◆ Dokumen
☆ ☆ ☆ ☆ ☆ ☆ ☆

Penulis fiksi dan non fiksi. Menggoreskan karya dalam tulisan, agar dibaca banyak orang dan bermanfaat.

Followers

Technology

Catatan

Wednesday, 19 August 2015

FENOMENA POLISI LALU LINTAS INDONESIA

No comments :

Pada dasarnya polisi adalah aparat yang mengayayomi masyarakat, namun pada kenyataannya mereka adalah aparat yang dibenci masyrakat. Kenapa hal ini bisa terjadi? Tentu masyarakat punya alasan tersendiri dan sebagian besar hampir mempunyai alasan yang sama.
Di Indonesia sudah menjadi rahasia umum jika polisi lalu lintas suka menilang masyarakat, tetapi masuk kantongnya sendiri. Dengan alibi melanggar peraturan, polisi bisa meminta uang ke masyarakat secara ugal-ugalan dan tidak berprikemanusiaan.
Jika dulu polisi hanya meminta kisaran 50-100 ribu, namun sekarang bisa mencapai 300-500 ribu, dengan kesalahan tidak memakai helm, SIM atau STNK. Walau hanya melangar satu peraturan, uang tilangnya juga sama besarnya.
Hal ini juga terjadi di Lawang-Malang, polisi suka melakukan razia di depan Rumah Makan Bakpo Telo, tepatnya di Jl. Sidodadi No. 1 Simping, Lawang-Malang. Jam operasi mereka antara jam 8.00 -11.00 WIB. Hari razia tidak pasti, namun biasanya Senin, Selasa dan Kamis. Mereka akan menghentikan pengendara yang sekiranya melanggar atau terkadang setiap kendaraan lewat dihentikan. Polisi ini seolah tahu dan hapal tempat lari dan sembunyi para pelanggar kendaraan. Mereka menyebar ke jalan- jalan sempit yang masuk perkampungan.

☆ ☆ ☆ ☆ ☆ ☆ ☆

◆ Data Tersimpan
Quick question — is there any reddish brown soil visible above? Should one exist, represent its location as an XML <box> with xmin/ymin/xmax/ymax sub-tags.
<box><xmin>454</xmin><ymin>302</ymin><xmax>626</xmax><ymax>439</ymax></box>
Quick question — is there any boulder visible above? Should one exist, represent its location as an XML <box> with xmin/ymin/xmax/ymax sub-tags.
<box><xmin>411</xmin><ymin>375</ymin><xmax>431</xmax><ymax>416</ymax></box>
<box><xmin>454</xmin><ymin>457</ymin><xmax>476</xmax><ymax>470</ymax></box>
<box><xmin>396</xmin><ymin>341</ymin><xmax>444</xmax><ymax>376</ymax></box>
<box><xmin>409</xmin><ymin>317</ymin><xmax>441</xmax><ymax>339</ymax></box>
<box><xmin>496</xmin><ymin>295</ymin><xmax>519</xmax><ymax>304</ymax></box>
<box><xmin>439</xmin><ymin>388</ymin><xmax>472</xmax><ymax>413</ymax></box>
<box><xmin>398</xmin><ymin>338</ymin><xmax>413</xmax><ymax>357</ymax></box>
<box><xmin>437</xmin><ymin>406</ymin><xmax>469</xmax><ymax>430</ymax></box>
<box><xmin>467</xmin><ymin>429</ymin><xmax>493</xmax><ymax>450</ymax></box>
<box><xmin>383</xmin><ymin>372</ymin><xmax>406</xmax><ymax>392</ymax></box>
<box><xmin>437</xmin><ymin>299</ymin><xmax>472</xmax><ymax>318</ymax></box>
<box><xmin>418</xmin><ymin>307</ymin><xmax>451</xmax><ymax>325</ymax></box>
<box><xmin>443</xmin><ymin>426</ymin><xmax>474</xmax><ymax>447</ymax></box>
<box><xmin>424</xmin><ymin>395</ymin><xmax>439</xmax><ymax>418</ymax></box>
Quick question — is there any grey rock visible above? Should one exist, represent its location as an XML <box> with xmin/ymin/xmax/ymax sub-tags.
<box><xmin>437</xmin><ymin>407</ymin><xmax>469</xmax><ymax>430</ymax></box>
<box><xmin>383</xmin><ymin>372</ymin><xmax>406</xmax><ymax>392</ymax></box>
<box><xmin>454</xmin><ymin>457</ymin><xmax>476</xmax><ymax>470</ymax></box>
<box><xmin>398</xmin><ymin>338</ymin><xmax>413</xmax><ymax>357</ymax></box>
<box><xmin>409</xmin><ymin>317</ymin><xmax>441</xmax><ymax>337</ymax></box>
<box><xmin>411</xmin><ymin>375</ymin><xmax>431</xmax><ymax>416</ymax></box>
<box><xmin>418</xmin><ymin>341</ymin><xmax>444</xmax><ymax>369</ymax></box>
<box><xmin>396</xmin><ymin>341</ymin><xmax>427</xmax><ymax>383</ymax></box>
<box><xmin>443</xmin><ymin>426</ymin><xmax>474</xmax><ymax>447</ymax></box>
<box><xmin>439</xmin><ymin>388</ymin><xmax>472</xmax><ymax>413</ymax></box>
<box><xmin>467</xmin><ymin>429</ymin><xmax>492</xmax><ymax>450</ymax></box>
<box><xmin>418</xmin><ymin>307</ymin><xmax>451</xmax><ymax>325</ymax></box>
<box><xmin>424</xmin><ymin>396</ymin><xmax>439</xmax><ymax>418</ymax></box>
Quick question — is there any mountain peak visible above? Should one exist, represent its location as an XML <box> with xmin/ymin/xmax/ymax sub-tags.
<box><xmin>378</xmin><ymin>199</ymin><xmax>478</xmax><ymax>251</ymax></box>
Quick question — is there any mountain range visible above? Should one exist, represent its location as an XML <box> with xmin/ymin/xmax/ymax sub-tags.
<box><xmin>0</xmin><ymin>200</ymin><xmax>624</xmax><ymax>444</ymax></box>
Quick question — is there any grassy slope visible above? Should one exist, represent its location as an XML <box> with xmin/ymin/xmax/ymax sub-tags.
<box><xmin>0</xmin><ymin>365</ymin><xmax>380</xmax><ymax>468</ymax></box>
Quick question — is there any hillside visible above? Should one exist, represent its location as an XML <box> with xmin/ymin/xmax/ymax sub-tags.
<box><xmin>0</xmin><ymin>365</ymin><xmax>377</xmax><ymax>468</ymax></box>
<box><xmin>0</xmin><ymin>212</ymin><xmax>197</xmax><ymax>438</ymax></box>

☆ ☆ ☆ ☆ ☆ ☆ ☆

◆ Tugas dan Latihan
A) Kembalikan bagian teks tentang polisi lalu lintas mulai dari "Wednesday, 19 August" sampai dengan "juga sama besarnya.".
B) Bagaimana terjemahan bahasa Inggris dari kalimat "Hari razia tidak pasti, namun biasanya Senin, Selasa dan Kamis." dalam teks tentang polisi lalu lintas?
C) Jawablah pertanyaan berikut berdasarkan teks tentang polisi lalu lintas:
(i) Dengan alibi apa polisi bisa meminta uang ke masyarakat?
(ii) Berapa kisaran uang yang dulu diminta polisi?
(iii) Di depan rumah makan apa polisi suka melakukan razia di Lawang-Malang?

◆ Jawaban Tiap Tugas
A)
Wednesday, 19 August 2015

FENOMENA POLISI LALU LINTAS INDONESIA

No comments :

Pada dasarnya polisi adalah aparat yang mengayayomi masyarakat, namun pada kenyataannya mereka adalah aparat yang dibenci masyrakat. Kenapa hal ini bisa terjadi? Tentu masyarakat punya alasan tersendiri dan sebagian besar hampir mempunyai alasan yang sama.
Di Indonesia sudah menjadi rahasia umum jika polisi lalu lintas suka menilang masyarakat, tetapi masuk kantongnya sendiri. Dengan alibi melanggar peraturan, polisi bisa meminta uang ke masyarakat secara ugal-ugalan dan tidak berprikemanusiaan.
Jika dulu polisi hanya meminta kisaran 50-100 ribu, namun sekarang bisa mencapai 300-500 ribu, dengan kesalahan tidak memakai helm, SIM atau STNK. Walau hanya melangar satu peraturan, uang tilangnya juga sama besarnya.

B) The raid days are not fixed, but they are usually Monday, Tuesday, and Thursday.

C)
(i) Dengan alibi melanggar peraturan.
(ii) Kisaran 50-100 ribu.
(iii) Di depan Rumah Makan Bakpo Telo.